_JOB A_. Reproduce the reputation package page word for word, from "tracker.update('agent-2', 'code-review', false)" to "weight (was correct)", inclusive.

_SOURCE EXCERPT_.
@cognitive-swarm/reputation
Agent reliability tracking with Bayesian estimation. Weights agents by past performance using Beta distribution posteriors.
Install
npm install @cognitive-swarm/reputationReputationTracker
import { ReputationTracker } from '@cognitive-swarm/reputation'
const tracker = new ReputationTracker()
// After consensus, record who was right
tracker.update('agent-1', 'code-review', true)
tracker.update('agent-2', 'code-review', false)
// Use reputation for weighted voting
const weight = tracker.getWeight('agent-1', 'code-review')
// -> high weight (was correct)
// Get full profile
const profile = tracker.getProfile('agent-1')

Excerpts from a point labeling dataset
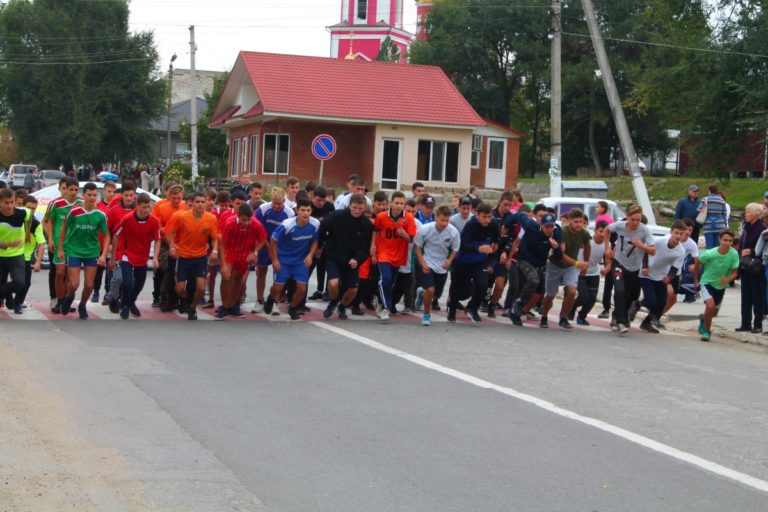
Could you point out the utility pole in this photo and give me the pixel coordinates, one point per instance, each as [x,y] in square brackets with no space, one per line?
[627,146]
[556,144]
[193,95]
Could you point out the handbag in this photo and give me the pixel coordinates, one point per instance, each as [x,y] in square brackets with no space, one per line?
[751,264]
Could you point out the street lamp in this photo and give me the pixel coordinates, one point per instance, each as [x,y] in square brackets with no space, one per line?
[170,100]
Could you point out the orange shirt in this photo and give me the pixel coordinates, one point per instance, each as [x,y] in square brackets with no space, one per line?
[191,234]
[390,247]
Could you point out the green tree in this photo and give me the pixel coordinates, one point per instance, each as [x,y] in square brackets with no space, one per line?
[78,86]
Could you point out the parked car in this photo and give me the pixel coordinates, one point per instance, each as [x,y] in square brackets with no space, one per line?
[587,204]
[48,194]
[48,178]
[17,174]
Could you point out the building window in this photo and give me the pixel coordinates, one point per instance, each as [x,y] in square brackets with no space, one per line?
[477,146]
[361,13]
[254,153]
[438,161]
[235,160]
[275,156]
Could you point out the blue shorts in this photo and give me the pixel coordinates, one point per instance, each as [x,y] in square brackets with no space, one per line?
[73,262]
[191,268]
[298,273]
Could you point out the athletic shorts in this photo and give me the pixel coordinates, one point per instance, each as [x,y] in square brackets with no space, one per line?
[432,280]
[80,262]
[342,271]
[710,292]
[298,273]
[191,268]
[264,260]
[675,282]
[555,276]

_JOB B_. Render the listing above as a JSON list of strings with one string per line and no blank lines. Leave the pictures out.

_EXERCISE RESULT A_.
tracker.update('agent-2', 'code-review', false)
// Use reputation for weighted voting
const weight = tracker.getWeight('agent-1', 'code-review')
// -> high weight (was correct)

_EXERCISE RESULT B_.
[
  "Could you point out the utility pole in this photo and give me the pixel coordinates, one point per instance, each as [x,y] in square brackets with no space, one per line?",
  "[627,146]",
  "[556,144]",
  "[193,95]",
  "Could you point out the handbag in this photo and give me the pixel coordinates, one point per instance, each as [x,y] in square brackets with no space, one per line?",
  "[751,264]",
  "Could you point out the street lamp in this photo and give me the pixel coordinates, one point per instance, each as [x,y] in square brackets with no space, one per line?",
  "[170,100]",
  "Could you point out the orange shirt in this photo and give me the pixel coordinates, one point per instance, each as [x,y] in square brackets with no space, one per line?",
  "[191,234]",
  "[390,247]",
  "Could you point out the green tree in this photo and give me the pixel coordinates, one point per instance, each as [x,y] in square brackets with no space, one per line?",
  "[78,86]",
  "Could you point out the parked car in this photo and give me the pixel coordinates, one point per instance, each as [x,y] in square brackets with no space, one per line?",
  "[587,204]",
  "[48,194]",
  "[48,178]",
  "[17,174]",
  "Could you point out the building window in this photo and give me the pixel coordinates, one point per instance, each as [x,y] in square brackets with no space, one per line?",
  "[477,146]",
  "[361,13]",
  "[254,153]",
  "[438,161]",
  "[235,160]",
  "[275,156]",
  "Could you point out the blue shorts in this photo and give me the pixel coordinates, one point per instance, each as [x,y] in square brackets with no space, one per line?",
  "[73,262]",
  "[191,268]",
  "[298,273]",
  "Could you point out the athletic shorts in this photo and give me the pixel coordinates, one point per instance, each as [x,y] in square brackets with no space, one per line?",
  "[432,280]",
  "[80,262]",
  "[342,271]",
  "[710,292]",
  "[298,273]",
  "[191,268]",
  "[264,260]",
  "[675,282]",
  "[555,276]"
]